-- begin Given records --

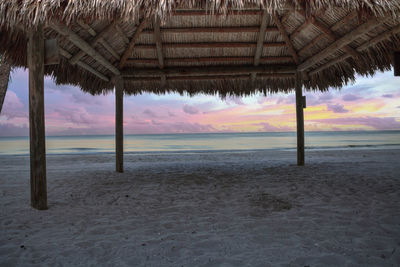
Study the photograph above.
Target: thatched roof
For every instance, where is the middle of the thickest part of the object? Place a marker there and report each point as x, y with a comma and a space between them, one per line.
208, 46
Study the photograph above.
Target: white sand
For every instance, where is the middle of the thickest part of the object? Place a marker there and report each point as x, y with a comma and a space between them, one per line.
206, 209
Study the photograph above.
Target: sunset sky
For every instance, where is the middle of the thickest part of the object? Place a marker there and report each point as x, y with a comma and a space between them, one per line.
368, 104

-- end Given records --
-- begin Given records --

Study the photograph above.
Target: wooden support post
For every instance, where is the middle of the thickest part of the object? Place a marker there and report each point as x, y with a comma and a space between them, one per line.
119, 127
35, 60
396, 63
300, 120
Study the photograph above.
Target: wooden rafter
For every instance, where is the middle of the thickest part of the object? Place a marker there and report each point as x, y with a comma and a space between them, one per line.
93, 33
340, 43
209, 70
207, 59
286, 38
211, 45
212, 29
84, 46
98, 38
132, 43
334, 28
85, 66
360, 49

-- end Given records --

What this task involves: Extract every line of the data above that contains the word "Target".

Written answer:
Target: thatched roof
Target: white sand
Target: sunset sky
Target: wooden support post
Target: wooden rafter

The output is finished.